◆ **PROBLEM REQUIREMENTS**
From the listing below, copy out every line where the word "table" appears.

◆ **RECORDS SUPPLIED**
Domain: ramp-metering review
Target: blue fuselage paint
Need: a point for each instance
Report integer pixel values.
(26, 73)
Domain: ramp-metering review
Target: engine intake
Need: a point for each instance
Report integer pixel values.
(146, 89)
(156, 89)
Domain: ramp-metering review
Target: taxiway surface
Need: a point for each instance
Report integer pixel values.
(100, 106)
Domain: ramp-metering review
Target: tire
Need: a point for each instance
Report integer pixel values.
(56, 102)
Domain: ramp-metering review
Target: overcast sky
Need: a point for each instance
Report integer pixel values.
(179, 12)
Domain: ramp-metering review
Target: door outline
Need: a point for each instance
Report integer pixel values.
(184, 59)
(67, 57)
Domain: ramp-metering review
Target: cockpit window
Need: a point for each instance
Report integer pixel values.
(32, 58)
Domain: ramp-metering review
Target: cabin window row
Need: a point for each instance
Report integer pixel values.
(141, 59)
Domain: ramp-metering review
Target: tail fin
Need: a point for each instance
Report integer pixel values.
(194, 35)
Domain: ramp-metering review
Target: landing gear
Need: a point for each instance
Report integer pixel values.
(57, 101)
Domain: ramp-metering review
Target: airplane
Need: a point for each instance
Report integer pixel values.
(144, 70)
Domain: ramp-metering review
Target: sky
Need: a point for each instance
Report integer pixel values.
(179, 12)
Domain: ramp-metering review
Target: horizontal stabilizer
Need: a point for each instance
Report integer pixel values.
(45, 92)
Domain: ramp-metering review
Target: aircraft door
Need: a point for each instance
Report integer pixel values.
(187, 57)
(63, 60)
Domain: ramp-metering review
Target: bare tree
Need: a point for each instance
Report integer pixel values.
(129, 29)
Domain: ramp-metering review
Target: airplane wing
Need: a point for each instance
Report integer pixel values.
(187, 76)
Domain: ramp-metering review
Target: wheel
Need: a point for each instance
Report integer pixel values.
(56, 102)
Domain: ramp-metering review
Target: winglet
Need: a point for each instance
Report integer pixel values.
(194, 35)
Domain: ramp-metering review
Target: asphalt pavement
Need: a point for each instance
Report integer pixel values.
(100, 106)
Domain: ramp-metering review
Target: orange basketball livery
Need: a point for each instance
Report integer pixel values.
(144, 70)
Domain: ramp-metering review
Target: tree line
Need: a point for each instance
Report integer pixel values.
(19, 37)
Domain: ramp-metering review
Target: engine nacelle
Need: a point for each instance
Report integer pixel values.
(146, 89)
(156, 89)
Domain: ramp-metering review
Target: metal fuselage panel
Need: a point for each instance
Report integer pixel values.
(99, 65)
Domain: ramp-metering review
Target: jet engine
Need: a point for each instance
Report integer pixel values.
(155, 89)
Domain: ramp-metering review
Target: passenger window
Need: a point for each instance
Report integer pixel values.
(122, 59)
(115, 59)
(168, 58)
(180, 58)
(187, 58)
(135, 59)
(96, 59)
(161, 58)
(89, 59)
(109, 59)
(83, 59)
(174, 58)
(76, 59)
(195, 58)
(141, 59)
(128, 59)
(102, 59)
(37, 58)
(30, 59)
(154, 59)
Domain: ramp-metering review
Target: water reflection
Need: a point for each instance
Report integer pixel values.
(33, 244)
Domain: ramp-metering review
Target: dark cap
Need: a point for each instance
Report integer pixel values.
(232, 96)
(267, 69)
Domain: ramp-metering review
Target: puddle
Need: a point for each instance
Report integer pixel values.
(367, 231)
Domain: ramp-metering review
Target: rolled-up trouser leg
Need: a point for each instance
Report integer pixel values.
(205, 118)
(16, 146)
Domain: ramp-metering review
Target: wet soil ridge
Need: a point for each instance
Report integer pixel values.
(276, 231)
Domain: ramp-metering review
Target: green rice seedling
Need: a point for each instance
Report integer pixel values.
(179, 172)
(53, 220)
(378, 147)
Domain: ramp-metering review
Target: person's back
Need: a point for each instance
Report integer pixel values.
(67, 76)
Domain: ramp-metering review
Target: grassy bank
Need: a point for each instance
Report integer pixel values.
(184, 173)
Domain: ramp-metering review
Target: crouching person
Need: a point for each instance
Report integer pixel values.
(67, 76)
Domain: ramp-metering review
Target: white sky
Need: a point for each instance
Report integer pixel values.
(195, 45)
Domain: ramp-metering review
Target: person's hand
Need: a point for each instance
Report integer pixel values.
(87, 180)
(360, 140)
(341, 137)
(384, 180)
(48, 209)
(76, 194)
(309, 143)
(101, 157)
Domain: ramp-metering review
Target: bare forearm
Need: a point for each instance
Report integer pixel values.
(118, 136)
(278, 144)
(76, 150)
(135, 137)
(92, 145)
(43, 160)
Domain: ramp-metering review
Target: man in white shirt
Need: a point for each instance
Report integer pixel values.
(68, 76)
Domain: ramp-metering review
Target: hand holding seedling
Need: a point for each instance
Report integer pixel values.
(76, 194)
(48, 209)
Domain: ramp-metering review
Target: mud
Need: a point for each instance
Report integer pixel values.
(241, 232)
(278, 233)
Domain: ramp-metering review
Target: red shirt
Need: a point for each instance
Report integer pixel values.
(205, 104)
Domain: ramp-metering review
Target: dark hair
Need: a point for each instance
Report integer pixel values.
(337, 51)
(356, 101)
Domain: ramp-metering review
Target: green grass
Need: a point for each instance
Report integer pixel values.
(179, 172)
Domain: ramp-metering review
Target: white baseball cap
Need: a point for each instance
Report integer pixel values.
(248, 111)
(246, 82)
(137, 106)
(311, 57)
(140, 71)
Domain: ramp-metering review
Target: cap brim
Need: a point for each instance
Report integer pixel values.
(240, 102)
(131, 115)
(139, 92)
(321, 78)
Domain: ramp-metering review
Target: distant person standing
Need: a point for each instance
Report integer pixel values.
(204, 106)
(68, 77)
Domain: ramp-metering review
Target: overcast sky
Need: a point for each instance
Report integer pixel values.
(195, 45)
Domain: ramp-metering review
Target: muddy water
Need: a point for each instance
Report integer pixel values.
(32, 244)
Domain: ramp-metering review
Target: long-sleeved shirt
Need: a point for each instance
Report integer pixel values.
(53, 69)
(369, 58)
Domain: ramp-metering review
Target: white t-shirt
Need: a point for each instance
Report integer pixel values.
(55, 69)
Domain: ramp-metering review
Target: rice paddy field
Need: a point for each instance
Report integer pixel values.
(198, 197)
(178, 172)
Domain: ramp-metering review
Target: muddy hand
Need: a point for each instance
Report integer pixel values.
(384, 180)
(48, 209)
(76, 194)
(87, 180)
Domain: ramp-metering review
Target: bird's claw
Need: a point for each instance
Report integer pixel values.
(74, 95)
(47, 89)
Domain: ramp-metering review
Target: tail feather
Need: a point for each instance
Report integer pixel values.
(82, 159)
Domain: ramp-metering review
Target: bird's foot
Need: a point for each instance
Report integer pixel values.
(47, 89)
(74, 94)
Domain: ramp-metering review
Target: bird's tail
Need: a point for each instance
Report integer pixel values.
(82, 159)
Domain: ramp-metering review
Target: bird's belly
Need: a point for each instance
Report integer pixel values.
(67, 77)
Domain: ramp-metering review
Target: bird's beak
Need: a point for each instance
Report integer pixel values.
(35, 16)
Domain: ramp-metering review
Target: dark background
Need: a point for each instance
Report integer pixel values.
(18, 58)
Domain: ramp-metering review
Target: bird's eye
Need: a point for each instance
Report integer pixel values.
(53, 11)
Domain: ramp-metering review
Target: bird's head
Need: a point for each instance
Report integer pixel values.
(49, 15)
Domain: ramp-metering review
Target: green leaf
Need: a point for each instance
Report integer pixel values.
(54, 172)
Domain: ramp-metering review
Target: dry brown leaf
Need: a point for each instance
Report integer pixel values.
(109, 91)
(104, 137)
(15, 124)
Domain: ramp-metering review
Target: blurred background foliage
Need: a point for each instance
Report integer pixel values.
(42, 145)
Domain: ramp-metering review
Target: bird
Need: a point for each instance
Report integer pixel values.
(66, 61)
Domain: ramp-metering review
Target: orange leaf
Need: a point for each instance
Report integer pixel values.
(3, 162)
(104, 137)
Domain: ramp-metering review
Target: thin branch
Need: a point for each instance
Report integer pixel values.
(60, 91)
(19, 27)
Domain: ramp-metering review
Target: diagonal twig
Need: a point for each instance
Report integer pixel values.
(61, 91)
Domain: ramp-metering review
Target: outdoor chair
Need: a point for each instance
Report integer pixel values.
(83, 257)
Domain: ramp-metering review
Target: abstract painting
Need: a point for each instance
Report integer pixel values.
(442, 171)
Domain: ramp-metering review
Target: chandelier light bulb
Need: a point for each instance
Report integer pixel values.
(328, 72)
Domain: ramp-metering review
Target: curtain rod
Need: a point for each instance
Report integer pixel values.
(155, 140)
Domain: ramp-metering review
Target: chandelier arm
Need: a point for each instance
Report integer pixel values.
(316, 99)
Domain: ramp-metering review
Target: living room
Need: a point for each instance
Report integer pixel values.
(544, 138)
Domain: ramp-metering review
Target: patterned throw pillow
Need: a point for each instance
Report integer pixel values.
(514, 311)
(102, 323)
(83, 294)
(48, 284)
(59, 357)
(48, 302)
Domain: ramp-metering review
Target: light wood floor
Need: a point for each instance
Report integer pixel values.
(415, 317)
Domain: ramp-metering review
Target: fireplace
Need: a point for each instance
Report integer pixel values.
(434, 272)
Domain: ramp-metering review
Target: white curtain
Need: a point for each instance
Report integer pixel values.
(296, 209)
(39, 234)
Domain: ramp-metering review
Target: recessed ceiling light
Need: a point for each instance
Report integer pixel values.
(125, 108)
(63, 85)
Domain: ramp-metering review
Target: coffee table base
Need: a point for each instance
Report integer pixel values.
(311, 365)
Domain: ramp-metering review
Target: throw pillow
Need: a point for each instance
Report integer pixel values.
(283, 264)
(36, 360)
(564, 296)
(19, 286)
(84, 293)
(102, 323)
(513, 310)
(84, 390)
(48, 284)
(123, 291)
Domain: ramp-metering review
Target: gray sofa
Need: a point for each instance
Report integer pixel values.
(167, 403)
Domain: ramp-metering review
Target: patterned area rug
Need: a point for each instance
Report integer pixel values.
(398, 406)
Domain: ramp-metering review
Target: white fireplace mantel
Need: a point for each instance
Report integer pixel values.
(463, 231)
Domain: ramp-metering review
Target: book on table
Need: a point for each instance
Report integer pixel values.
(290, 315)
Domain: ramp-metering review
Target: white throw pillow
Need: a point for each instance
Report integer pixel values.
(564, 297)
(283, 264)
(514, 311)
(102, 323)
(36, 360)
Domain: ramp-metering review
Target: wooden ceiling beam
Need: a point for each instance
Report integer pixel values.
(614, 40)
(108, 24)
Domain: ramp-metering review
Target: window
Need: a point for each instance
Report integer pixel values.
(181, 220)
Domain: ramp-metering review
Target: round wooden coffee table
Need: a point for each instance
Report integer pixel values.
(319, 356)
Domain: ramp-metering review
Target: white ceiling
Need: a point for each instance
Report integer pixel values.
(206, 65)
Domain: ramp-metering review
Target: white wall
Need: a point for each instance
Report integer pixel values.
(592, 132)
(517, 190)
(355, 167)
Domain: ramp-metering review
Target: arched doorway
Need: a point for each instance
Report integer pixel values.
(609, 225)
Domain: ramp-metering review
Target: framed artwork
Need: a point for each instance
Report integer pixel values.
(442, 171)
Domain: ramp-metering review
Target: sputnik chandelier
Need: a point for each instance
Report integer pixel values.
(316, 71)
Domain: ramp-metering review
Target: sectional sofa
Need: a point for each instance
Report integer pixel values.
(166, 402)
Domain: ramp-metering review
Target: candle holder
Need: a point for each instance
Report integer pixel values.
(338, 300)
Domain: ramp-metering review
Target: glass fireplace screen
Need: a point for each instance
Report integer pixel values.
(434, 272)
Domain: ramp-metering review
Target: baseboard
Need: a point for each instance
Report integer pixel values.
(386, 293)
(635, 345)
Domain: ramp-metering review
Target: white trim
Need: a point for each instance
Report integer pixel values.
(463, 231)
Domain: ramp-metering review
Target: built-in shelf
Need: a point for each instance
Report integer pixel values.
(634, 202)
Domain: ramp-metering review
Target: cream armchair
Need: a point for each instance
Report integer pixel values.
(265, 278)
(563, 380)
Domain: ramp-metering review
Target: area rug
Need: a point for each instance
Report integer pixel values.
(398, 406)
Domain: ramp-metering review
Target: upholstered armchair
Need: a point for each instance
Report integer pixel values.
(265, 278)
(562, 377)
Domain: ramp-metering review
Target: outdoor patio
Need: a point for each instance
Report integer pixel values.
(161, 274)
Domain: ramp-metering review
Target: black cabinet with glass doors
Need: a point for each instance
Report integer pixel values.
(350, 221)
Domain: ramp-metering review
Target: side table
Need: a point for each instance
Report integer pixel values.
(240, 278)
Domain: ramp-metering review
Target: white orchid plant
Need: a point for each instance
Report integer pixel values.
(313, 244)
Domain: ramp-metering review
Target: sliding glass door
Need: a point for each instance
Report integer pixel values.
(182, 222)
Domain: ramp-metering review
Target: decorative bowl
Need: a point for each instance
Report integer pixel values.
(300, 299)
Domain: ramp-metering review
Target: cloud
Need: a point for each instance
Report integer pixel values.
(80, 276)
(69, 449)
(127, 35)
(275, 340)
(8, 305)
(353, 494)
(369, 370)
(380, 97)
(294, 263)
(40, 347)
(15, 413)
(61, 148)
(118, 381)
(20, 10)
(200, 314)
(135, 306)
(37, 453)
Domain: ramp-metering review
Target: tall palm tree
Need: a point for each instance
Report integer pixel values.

◆ **RESPONSE TO THE EXERCISE**
Target: coffee table base
Target: book on table
Target: round wooden coffee table
Target: side table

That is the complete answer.